— START OF TEXT PASSAGE —
Question

Verify the following identity :
cotx – tanx x = [(4 cos ^(2)x – 2) / (sin 2x) ]

Answer 1

@Meepi can we discuss the question???

Answer 2

sure

Answer 3

oh okay.....

Answer 4

i started out like this, but i am stuck!
starting with the LEFT HAND SIDE,
\[\frac{ 4\cos^2 x - 2 }{ \sin 2x }\]
\[\frac{ 2 (2\cos ^2 x - 1) }{ 2\cos x \sin x }\]
\[\frac{ \cos^2 x - 1 }{ \cos x \sin x }\]

Answer 5

I have the same thing lol

Answer 6

i made a mistake.....for the 3rd step, it is supposed to be
\[\frac{ 2\cos^2 x- 1 }{ \cos x \sin x }\]

Answer 7

what about if we simplify (2cos^2x - 1) to cos 2x?

Answer 8

i thought of doing that but won't it make it more complicated??

Answer 9

yeah your right

Answer 10

i think that would work.....hold on...i am trying something

Answer 11

alright thanks :)

Answer 12

\[\frac{ \cos 2x }{ \cos x \sin x }\]
\[\frac{ \cos^2x-\sin^2x }{ \cos x \sin x }\]
\[\frac{ \cos^2x }{ \cos x \sin x } - \frac{ \sin^2 x }{ \cos x \sin x }\]

Answer 13

do you get what i am trying to do??
— END OF TEXT PASSAGE —
— START OF PROVIDED DATA —
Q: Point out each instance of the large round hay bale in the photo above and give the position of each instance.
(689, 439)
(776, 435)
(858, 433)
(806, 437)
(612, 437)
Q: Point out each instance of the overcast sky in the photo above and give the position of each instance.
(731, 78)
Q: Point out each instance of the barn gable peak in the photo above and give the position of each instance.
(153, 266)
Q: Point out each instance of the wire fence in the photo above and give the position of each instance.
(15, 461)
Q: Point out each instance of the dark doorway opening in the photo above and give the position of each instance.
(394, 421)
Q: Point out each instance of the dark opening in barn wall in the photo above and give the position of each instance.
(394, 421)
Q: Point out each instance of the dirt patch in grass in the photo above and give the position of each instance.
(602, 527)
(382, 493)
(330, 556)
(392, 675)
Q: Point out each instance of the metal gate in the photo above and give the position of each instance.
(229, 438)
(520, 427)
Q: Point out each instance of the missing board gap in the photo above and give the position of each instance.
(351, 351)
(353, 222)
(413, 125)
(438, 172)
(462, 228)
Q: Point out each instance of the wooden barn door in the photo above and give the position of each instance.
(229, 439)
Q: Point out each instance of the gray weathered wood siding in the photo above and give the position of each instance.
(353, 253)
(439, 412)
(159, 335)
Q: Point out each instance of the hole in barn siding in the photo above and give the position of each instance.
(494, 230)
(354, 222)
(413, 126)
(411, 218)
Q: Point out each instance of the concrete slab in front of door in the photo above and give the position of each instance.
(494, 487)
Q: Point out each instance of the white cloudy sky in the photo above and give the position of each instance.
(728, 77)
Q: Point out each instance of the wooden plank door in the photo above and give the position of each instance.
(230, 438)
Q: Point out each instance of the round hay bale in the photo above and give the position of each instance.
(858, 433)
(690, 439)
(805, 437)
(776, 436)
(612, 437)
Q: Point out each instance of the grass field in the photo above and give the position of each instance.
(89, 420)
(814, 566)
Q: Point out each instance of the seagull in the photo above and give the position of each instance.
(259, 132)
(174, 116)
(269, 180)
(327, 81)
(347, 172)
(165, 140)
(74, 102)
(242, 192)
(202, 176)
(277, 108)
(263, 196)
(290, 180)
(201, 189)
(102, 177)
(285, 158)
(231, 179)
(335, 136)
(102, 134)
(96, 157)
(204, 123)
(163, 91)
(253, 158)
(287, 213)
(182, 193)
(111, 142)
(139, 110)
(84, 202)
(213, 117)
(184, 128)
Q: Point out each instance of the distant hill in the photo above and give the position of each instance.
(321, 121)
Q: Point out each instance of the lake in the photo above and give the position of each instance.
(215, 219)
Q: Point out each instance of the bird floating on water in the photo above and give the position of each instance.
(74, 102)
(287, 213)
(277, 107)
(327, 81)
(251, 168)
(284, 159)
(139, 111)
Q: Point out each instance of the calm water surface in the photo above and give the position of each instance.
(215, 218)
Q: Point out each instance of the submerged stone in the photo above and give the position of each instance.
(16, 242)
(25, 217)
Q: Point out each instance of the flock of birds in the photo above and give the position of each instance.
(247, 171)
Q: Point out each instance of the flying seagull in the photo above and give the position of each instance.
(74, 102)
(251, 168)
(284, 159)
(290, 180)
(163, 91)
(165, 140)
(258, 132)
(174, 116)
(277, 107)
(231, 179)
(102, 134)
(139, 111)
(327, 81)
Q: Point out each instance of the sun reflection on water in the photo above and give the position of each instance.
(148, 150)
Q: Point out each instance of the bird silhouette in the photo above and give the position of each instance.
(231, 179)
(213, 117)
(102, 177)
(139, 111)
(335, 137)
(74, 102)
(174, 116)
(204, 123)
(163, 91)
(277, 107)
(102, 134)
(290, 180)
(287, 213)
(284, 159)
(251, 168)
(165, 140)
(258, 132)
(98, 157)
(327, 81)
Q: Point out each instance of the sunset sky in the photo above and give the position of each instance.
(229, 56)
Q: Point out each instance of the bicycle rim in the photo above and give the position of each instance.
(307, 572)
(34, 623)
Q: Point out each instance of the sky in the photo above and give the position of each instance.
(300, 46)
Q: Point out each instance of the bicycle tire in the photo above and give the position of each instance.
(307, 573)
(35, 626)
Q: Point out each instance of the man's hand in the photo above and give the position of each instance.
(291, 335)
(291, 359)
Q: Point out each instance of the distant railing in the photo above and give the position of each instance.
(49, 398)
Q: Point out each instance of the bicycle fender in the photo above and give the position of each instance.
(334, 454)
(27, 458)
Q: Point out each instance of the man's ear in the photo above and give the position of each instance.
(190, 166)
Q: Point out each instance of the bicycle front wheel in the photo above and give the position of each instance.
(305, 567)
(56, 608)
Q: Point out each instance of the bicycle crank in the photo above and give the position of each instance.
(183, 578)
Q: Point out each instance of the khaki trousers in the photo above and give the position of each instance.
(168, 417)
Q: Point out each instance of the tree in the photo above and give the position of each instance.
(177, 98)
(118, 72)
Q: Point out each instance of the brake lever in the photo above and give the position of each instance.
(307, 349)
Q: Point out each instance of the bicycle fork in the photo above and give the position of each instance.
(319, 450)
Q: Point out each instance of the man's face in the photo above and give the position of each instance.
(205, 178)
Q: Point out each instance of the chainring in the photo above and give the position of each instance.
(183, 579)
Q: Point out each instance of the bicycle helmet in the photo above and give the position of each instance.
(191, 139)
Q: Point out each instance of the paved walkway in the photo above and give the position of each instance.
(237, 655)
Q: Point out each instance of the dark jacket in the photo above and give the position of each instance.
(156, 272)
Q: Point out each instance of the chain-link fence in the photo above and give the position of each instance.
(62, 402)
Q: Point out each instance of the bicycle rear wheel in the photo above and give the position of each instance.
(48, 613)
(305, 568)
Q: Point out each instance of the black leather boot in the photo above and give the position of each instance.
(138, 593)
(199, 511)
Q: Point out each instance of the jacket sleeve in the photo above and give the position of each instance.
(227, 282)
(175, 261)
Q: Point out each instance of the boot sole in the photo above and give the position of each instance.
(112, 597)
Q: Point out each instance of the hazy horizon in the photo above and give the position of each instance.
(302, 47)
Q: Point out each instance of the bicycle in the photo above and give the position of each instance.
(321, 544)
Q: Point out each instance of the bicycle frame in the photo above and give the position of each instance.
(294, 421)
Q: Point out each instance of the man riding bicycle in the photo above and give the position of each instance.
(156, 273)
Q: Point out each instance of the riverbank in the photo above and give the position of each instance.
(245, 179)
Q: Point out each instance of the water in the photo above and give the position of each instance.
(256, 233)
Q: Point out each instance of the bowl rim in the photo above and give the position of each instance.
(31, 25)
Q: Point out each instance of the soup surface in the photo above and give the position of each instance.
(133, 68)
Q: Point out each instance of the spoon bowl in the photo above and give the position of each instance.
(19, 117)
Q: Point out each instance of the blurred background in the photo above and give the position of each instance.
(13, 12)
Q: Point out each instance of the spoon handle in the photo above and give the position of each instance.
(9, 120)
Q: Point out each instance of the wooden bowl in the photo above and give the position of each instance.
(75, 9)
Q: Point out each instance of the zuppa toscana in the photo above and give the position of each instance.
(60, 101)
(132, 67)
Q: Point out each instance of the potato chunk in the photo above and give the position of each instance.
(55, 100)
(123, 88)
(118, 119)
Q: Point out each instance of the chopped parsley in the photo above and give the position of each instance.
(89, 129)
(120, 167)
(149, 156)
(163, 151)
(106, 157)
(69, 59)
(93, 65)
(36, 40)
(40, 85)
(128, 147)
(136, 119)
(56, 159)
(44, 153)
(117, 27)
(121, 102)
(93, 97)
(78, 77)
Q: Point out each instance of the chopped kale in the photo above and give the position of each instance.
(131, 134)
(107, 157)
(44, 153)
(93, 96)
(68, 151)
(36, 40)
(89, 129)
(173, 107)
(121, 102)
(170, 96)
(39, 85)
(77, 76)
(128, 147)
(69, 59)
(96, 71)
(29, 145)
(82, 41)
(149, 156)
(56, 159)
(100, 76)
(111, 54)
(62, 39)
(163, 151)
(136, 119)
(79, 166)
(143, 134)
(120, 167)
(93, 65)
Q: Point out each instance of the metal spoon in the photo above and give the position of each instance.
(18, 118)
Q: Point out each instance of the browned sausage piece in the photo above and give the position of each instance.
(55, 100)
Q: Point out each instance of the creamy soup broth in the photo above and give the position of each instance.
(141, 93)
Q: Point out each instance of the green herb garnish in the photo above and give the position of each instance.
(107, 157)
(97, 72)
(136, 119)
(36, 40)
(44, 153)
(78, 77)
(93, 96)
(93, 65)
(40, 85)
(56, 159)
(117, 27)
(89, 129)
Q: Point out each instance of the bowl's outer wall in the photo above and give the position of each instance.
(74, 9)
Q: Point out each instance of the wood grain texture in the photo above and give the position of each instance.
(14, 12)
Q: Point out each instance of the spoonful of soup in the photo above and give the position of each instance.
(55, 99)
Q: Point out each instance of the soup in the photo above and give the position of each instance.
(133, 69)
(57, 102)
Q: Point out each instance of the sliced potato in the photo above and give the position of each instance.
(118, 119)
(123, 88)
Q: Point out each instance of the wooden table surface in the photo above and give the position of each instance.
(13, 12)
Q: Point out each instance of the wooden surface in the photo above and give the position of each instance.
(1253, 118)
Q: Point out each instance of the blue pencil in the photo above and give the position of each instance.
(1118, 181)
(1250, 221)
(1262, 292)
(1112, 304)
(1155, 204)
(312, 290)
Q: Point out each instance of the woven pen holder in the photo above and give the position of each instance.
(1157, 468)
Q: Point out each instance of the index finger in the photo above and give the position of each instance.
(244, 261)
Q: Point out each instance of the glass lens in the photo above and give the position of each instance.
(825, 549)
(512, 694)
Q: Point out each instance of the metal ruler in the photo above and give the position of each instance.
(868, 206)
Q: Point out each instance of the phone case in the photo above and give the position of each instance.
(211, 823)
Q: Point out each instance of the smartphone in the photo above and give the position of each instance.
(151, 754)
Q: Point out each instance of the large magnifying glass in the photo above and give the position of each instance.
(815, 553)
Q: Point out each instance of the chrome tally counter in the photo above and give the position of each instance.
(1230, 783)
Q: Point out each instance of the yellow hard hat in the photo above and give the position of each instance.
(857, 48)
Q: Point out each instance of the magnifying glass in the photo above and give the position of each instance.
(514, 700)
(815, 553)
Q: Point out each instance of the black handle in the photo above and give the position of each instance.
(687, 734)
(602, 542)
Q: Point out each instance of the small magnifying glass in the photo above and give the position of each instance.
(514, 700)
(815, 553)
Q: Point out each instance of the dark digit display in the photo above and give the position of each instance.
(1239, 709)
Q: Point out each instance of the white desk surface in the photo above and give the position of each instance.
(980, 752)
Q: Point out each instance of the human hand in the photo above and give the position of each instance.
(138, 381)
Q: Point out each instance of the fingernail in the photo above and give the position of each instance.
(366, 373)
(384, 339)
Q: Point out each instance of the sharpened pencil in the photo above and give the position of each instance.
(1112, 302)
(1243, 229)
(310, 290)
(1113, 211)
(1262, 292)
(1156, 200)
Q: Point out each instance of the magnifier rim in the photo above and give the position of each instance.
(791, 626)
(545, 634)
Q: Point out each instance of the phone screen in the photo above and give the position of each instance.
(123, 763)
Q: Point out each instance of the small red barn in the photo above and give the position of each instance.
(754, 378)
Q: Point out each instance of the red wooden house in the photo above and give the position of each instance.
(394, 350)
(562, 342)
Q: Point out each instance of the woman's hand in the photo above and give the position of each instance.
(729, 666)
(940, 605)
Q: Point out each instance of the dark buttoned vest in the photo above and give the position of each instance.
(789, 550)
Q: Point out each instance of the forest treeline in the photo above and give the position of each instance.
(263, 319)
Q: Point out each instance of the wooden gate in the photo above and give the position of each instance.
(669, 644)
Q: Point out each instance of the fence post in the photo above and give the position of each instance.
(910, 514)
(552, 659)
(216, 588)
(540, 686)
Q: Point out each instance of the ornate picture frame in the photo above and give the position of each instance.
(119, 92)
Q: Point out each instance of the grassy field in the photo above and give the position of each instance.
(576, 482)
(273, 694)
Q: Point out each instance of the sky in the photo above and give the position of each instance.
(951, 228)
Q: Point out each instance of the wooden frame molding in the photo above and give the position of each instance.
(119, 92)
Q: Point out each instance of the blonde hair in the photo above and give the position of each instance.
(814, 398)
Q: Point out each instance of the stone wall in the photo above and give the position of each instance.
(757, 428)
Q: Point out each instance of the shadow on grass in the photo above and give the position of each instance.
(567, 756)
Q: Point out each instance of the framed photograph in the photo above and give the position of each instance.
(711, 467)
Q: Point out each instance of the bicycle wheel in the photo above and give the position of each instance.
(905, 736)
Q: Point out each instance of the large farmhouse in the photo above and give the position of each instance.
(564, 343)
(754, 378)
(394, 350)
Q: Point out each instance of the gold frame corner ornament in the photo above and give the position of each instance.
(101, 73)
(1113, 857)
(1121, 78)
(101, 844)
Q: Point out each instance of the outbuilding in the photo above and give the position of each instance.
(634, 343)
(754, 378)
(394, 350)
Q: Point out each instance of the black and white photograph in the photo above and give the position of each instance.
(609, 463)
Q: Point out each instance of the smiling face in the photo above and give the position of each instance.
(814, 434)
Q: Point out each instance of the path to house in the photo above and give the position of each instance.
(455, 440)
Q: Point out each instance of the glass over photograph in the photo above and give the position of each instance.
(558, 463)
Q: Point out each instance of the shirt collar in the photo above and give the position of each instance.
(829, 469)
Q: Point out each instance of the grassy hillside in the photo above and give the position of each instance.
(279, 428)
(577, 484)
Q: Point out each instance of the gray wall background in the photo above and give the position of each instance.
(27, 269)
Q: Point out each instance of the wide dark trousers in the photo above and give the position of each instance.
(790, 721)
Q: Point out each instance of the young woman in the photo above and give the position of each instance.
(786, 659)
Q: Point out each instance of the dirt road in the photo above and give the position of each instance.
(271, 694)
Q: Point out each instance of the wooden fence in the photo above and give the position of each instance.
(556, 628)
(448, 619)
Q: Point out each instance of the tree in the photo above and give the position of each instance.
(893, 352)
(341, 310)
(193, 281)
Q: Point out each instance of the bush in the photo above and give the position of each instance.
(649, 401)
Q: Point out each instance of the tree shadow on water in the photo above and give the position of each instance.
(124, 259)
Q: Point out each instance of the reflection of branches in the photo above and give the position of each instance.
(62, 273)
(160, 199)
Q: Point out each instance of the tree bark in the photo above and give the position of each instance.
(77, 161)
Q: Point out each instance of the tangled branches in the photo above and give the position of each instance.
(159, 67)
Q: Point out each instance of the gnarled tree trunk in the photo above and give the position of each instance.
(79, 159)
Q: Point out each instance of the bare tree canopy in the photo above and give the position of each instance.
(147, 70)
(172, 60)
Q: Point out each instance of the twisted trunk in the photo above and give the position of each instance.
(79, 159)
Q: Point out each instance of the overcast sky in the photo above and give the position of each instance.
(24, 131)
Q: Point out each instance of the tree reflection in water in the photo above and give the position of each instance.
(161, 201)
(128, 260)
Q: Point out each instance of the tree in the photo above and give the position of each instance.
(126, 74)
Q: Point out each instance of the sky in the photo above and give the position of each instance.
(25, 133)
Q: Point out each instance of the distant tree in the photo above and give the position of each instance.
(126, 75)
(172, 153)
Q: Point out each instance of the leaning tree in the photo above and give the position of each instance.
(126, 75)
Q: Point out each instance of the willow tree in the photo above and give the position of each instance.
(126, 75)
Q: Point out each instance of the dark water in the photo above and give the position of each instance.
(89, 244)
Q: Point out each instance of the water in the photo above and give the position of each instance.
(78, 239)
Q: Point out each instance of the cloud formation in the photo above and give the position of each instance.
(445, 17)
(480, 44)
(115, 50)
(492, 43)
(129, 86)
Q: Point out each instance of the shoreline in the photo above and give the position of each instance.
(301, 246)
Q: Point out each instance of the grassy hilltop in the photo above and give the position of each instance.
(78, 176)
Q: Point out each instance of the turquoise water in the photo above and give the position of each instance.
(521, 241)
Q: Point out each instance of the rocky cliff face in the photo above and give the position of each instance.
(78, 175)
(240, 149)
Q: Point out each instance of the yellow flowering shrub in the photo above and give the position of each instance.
— END OF PROVIDED DATA —
> EXERCISE GOAL
Carry the trig identity thread on from its last post. The lines have nothing to do with the trig identity thread.

> RESPONSE TO THIS EXERCISE
Answer 14

and can you continue from there??

Answer 15

yeah I get what your trying to do

Answer 16

I got it!!!

Answer 17

yh.....good!

Answer 18

lol

Answer 19

do u need for me to show u what I did?

Answer 20

thanks for your help

Answer 21

okay...sure
you are welcome...

Answer 22

cos ^ 2x / ( cos x sin x ) - (sin ^2x / (cosx sin x )) thats what your wrote but if u look carefully they cancel out.. u end up with ( cosx / sin x) - (sin x/ cos x) = cot x - tan x

Answer 23

yh.....that is it!....(:

Answer 24

awesome thank u!

Answer 25

you are welcome!....